- EXERCISE TASK 1
In the text on pattern matching with Data and SOPs, what is named as a prime example of Data being generally preferable over SOPs?
- EXERCISE TASK 2
From the text on pattern matching with Data and SOPs, write out the stretch from "SOPs have by" through "faster pattern matching.".

- TEXT EXCERPT
• • • • •

Scott-encoding, long retired by now
sums-of-products (SOPs)
via the Data built-in type

SOPs have by far more efficient pattern matching than Data (even with the latter properly sped-up). However at the script interface level we have Data and hence to get that fast pattern matching on SOPs we have to convert Data to a SOP first and this is such an expensive operation that in a lot of cases it completely defeats the purpose as the cost of conversion may significantly outweigh the benefit of having faster pattern matching.

A prime example of Data being generally preferable over SOPs is ScriptContext, since values of this type are huge and a script doesn't need to access all of them. This problem is discussed in detail in this CIP, which proposes to make ScriptContext into a SOP instead of the current Data. This is however problematic in a number of ways:

it's a breaking change to the API
alternative toolchains may not (and some likely do not) deal with SOPs in any way at all as they may find only using Data sufficient, particularly since using Data is simply faster in many cases

What if instead of trying to force SOPs upon everybody whereever possible we simply make pattern matching on Data-encoded data types more efficient, making it competitive with pattern matching on SOPs?

High-level idea

There's one deceptively simple way of making pattern matching on Data-encoded data types faster: just convert a Data.Constr node into the respective Term.Constr node and case on the latter instead using the fast case primitive.

• • • • •

- RECORD SET
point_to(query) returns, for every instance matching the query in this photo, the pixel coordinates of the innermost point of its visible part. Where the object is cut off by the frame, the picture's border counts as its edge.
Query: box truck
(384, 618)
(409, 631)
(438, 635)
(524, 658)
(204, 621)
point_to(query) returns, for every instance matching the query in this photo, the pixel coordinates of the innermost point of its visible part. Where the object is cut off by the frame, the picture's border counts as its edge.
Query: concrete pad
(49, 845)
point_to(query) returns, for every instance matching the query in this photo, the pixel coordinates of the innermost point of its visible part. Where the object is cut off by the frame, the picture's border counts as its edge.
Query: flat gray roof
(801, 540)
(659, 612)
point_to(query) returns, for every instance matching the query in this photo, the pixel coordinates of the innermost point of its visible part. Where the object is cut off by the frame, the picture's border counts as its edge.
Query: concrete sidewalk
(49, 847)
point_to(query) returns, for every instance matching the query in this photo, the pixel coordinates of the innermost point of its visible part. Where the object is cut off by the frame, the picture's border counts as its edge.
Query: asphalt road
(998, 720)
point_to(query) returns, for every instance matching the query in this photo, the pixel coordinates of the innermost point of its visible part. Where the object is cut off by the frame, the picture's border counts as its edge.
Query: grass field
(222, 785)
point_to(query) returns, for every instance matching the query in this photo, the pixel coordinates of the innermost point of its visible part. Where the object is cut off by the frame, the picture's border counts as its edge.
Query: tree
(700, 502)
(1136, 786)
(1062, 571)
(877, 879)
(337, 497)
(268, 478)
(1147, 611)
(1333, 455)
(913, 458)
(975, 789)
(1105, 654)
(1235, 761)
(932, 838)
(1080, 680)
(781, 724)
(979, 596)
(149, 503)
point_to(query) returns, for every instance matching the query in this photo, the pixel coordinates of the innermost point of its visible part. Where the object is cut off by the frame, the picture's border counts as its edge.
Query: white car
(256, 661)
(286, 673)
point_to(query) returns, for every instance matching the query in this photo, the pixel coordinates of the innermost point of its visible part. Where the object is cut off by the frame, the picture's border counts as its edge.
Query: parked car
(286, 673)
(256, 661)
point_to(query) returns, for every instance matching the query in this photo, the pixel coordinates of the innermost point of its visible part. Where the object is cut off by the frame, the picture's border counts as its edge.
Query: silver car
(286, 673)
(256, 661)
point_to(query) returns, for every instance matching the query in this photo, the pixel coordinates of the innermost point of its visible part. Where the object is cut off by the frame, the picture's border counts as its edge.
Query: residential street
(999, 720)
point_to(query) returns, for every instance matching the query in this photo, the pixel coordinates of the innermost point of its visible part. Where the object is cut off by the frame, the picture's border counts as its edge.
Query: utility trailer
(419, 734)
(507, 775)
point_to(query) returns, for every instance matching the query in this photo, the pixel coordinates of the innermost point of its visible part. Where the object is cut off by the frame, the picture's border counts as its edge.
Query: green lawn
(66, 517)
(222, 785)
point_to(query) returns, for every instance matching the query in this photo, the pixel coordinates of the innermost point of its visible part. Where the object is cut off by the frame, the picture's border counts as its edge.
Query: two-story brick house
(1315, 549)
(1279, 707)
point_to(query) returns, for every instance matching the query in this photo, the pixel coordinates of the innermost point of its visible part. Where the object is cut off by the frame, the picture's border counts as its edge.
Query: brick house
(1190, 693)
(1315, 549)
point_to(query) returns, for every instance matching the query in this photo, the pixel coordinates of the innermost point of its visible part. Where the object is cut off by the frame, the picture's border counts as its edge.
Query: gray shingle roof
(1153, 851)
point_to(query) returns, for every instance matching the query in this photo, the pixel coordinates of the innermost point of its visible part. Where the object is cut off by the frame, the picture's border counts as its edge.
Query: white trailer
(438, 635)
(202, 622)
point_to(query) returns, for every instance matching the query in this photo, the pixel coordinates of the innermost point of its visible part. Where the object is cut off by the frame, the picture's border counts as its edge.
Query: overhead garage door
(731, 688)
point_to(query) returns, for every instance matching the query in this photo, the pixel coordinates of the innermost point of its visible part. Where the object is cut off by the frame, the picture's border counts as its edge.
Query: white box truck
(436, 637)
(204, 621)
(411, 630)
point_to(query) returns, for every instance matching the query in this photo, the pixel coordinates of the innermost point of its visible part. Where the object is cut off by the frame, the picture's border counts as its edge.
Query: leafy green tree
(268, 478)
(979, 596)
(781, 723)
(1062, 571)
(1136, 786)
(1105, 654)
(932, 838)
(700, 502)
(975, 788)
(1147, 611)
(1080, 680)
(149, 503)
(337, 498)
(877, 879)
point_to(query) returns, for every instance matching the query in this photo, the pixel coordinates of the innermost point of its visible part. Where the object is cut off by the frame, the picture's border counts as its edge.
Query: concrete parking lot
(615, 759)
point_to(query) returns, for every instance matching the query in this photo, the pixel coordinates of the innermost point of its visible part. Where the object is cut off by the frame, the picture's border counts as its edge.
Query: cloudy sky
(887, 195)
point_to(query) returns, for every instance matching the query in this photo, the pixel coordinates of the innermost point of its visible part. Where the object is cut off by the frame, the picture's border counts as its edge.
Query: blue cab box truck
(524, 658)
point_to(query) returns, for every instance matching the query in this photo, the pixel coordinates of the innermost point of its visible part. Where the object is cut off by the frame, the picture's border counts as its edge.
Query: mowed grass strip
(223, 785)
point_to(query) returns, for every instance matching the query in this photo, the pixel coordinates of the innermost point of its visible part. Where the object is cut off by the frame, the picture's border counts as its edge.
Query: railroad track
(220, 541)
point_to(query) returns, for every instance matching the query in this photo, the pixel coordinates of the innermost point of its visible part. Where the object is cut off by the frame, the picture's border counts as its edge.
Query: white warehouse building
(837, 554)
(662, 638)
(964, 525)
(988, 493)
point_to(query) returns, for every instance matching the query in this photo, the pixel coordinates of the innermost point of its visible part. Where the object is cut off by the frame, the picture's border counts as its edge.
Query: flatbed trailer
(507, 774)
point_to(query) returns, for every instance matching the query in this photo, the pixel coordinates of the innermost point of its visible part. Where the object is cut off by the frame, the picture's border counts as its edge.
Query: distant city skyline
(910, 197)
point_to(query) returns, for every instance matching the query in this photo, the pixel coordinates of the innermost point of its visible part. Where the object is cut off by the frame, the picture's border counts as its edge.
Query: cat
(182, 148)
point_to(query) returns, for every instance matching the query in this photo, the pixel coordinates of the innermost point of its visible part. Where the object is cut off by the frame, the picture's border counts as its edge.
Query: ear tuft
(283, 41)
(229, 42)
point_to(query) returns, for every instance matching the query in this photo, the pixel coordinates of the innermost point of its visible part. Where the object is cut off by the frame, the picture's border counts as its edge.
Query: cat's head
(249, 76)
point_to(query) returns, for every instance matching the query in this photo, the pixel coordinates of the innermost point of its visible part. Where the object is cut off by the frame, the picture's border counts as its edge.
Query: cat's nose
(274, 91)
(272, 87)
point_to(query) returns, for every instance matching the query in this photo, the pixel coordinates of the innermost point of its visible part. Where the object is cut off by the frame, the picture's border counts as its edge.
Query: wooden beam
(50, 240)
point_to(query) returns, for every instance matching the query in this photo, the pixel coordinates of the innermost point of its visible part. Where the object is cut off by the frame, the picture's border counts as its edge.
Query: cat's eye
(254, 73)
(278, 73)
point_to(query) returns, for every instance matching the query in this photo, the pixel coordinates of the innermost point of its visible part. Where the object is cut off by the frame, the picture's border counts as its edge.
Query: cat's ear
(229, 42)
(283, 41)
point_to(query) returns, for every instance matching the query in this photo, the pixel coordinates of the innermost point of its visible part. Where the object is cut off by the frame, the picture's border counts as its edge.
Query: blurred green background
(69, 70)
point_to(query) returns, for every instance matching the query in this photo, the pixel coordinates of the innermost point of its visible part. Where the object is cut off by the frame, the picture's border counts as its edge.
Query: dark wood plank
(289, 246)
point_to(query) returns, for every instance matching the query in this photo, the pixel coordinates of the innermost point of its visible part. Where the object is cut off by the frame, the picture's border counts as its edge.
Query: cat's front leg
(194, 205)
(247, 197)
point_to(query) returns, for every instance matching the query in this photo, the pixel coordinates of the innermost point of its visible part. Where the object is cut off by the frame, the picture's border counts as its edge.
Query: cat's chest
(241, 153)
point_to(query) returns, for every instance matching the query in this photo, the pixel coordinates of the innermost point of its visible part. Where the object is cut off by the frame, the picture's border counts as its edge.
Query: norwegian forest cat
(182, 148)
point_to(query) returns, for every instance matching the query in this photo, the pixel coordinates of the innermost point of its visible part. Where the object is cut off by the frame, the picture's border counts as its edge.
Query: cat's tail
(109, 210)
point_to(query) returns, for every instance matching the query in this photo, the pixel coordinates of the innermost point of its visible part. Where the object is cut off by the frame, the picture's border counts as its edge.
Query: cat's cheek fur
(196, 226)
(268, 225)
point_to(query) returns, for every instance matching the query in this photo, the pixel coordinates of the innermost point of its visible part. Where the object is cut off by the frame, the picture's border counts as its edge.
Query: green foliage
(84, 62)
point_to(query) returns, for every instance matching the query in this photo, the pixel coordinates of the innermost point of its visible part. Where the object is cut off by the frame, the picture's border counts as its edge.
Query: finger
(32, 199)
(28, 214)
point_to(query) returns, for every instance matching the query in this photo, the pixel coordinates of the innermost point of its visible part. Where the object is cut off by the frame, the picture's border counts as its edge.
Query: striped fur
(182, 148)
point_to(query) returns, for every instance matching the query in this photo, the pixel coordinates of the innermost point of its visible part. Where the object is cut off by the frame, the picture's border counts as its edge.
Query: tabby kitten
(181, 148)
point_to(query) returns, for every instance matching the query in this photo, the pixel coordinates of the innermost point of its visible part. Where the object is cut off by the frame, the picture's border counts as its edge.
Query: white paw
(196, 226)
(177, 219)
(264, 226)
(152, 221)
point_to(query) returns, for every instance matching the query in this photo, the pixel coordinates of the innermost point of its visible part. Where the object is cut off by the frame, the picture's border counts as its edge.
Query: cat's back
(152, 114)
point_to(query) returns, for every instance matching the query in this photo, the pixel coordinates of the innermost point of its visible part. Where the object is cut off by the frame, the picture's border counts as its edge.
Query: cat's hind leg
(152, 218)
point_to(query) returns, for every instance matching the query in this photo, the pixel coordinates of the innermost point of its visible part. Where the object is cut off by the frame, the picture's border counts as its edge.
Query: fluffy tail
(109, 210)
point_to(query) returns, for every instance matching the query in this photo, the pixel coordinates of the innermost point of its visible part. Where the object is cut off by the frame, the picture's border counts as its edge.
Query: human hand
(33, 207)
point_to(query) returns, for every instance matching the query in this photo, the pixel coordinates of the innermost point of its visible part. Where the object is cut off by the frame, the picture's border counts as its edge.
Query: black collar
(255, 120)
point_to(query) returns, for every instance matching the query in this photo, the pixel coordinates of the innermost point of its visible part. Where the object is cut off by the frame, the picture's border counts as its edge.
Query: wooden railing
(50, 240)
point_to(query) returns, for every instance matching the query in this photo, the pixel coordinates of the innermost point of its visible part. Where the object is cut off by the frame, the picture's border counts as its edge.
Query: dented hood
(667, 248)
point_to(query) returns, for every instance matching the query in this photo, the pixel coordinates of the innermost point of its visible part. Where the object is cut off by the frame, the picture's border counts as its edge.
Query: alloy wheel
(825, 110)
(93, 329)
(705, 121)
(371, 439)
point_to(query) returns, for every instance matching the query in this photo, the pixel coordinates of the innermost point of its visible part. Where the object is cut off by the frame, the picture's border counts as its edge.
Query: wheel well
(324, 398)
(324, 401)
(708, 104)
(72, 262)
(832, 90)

• • • • •

- TASK RESPONSE 1
ScriptContext

- TASK RESPONSE 2
SOPs have by far more efficient pattern matching than Data (even with the latter properly sped-up). However at the script interface level we have Data and hence to get that fast pattern matching on SOPs we have to convert Data to a SOP first and this is such an expensive operation that in a lot of cases it completely defeats the purpose as the cost of conversion may significantly outweigh the benefit of having faster pattern matching.